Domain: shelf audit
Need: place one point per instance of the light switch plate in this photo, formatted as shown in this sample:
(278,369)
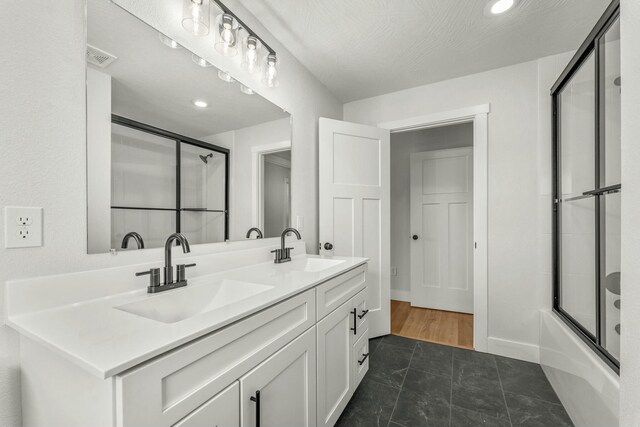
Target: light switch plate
(22,227)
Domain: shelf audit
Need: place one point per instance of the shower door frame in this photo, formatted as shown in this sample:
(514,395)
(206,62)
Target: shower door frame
(180,139)
(589,46)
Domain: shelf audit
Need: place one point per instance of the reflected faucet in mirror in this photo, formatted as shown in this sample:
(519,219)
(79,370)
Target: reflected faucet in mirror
(132,235)
(284,254)
(258,233)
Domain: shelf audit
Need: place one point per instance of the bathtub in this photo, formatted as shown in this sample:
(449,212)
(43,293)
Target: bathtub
(587,387)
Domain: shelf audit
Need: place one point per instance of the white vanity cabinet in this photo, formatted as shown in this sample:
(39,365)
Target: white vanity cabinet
(223,410)
(342,359)
(281,391)
(294,363)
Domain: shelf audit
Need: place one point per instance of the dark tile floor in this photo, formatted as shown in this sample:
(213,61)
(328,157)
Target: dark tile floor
(416,383)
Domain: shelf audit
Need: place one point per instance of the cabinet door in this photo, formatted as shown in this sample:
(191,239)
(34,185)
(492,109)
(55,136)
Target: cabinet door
(359,304)
(223,410)
(360,359)
(334,363)
(281,391)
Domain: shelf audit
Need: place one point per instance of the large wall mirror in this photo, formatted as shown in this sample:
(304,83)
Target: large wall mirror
(174,144)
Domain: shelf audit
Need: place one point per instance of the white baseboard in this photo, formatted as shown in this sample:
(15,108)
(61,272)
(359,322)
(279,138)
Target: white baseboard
(514,349)
(400,295)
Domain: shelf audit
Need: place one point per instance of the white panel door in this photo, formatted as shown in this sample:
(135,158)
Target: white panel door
(281,391)
(442,227)
(355,206)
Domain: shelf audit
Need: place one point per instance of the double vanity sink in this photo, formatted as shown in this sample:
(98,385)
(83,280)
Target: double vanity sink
(212,295)
(281,344)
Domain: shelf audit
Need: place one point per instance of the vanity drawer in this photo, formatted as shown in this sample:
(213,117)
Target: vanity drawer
(360,359)
(359,304)
(223,410)
(333,293)
(163,391)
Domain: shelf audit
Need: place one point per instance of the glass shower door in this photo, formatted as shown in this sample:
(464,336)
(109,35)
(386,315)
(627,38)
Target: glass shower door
(587,191)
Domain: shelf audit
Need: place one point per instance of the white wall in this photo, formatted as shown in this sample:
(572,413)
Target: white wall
(630,337)
(98,161)
(403,144)
(43,145)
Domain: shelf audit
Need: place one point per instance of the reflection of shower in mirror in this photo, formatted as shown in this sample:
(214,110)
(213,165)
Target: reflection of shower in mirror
(205,158)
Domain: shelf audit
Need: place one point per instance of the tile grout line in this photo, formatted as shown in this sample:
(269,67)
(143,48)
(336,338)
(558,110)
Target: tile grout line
(402,385)
(504,398)
(451,391)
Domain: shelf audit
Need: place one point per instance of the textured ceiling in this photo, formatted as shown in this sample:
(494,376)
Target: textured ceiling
(154,84)
(363,48)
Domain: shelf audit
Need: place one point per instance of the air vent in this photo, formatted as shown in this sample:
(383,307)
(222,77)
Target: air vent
(99,57)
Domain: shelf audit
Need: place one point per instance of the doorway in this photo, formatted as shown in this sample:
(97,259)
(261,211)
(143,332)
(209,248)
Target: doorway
(355,186)
(432,234)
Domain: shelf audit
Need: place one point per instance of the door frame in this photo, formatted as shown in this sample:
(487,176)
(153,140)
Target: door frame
(478,115)
(257,178)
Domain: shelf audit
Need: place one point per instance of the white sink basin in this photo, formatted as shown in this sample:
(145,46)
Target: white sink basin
(313,265)
(184,303)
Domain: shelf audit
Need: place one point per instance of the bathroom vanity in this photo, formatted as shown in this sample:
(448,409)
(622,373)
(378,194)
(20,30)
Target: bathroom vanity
(254,344)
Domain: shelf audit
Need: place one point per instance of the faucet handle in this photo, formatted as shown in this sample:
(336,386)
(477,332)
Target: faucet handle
(180,268)
(154,276)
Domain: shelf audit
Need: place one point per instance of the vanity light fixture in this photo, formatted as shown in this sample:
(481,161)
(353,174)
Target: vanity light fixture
(225,77)
(497,7)
(195,16)
(270,72)
(246,90)
(227,27)
(168,42)
(200,61)
(251,47)
(226,34)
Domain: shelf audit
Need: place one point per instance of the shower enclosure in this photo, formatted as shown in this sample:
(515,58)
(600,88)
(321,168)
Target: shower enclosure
(163,183)
(587,190)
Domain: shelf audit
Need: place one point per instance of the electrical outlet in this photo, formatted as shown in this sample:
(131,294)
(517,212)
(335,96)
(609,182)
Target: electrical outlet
(24,220)
(22,227)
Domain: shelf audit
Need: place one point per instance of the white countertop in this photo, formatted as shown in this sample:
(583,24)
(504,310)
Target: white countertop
(106,340)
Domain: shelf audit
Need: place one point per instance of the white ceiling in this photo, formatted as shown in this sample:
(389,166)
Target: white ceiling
(155,84)
(364,48)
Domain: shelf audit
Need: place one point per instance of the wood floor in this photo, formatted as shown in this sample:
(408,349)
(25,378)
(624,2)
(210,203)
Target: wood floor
(442,327)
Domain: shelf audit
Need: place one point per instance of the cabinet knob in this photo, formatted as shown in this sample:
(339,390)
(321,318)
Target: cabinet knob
(256,399)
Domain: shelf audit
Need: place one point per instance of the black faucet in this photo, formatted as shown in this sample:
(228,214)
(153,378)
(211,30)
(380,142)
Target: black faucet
(154,273)
(284,254)
(135,236)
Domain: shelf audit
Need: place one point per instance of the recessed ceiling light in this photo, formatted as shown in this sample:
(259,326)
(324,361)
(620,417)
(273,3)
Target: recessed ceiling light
(200,61)
(496,7)
(168,42)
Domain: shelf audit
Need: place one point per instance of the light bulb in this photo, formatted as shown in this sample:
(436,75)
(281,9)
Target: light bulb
(270,75)
(225,77)
(251,52)
(227,35)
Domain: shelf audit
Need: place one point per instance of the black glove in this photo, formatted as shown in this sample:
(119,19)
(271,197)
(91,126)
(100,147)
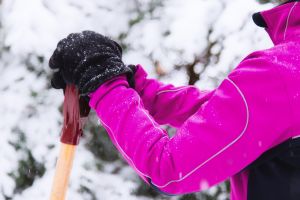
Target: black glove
(87,60)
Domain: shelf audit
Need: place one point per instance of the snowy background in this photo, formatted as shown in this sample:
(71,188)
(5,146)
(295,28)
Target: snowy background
(180,42)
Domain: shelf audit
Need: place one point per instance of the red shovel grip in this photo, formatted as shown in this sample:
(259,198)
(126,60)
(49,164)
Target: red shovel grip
(72,127)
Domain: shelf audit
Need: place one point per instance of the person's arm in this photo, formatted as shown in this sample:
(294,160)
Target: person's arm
(247,114)
(166,103)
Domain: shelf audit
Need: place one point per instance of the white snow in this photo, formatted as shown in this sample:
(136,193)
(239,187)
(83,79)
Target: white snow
(174,33)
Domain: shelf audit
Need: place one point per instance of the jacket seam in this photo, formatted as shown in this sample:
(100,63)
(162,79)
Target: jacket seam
(198,166)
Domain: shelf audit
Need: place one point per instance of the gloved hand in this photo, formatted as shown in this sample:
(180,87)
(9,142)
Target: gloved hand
(87,60)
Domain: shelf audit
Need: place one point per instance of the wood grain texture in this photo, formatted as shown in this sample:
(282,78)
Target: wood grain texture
(62,173)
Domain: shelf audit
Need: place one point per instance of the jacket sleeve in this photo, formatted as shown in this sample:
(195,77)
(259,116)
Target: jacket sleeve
(247,114)
(179,103)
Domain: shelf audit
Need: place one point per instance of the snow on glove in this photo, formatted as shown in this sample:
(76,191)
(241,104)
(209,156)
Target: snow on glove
(87,60)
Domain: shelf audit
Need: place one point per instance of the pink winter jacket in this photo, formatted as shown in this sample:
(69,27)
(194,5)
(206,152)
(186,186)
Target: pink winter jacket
(219,132)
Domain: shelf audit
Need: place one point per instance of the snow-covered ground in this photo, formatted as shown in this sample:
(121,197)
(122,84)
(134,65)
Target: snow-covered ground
(172,32)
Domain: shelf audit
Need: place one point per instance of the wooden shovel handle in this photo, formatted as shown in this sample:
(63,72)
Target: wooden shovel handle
(62,174)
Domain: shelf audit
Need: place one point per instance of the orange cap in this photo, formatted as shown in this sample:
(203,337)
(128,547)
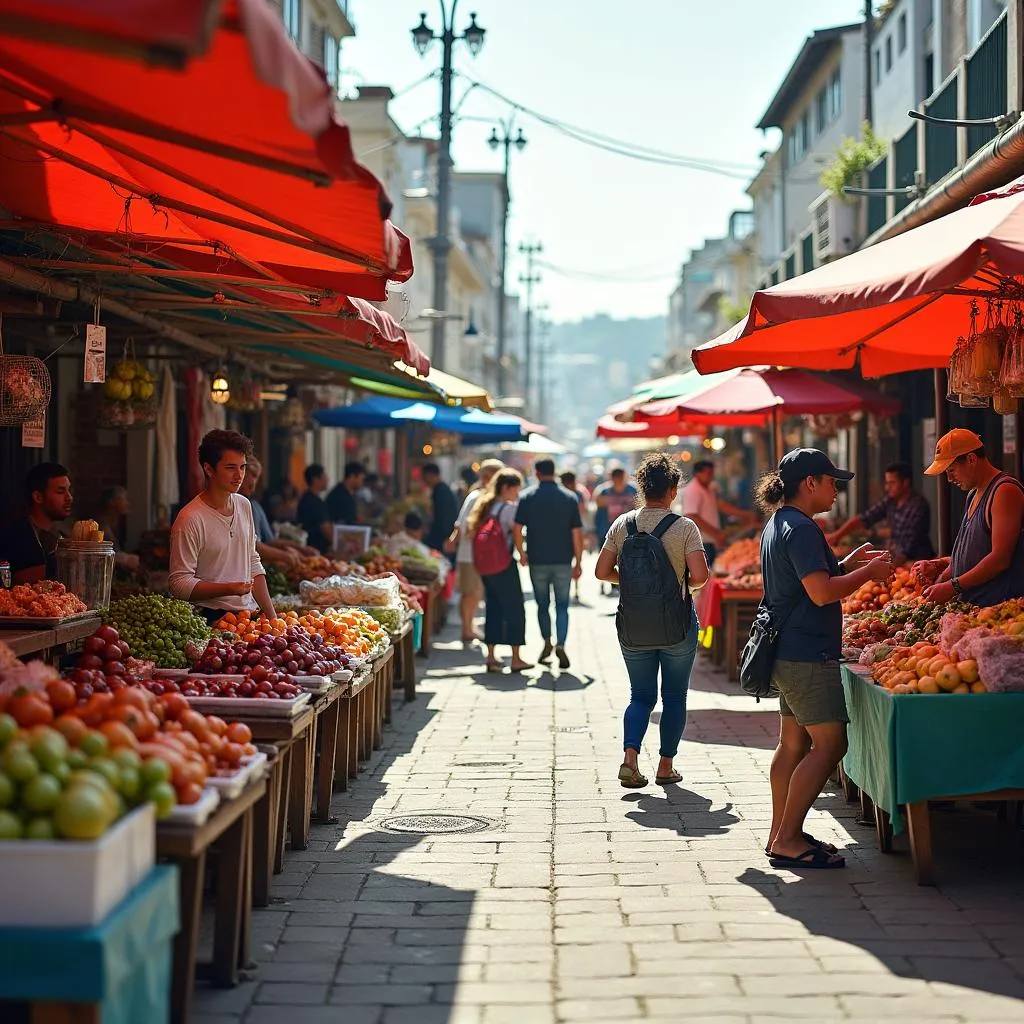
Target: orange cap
(950,446)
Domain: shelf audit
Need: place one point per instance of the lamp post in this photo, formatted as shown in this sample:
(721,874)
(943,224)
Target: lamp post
(423,36)
(529,280)
(507,141)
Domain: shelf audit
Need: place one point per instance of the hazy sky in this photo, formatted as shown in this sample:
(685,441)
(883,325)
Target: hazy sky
(684,77)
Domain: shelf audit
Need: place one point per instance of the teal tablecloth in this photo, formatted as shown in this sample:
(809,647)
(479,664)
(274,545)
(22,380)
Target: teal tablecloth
(909,748)
(124,963)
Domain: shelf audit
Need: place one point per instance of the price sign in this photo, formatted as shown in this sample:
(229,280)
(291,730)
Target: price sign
(95,353)
(34,432)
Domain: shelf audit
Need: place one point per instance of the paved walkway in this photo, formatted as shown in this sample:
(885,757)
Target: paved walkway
(588,902)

- _Problem_
Count the lines in the items above that contain the string "sink". Reply with the number alone.

- _Full output_
4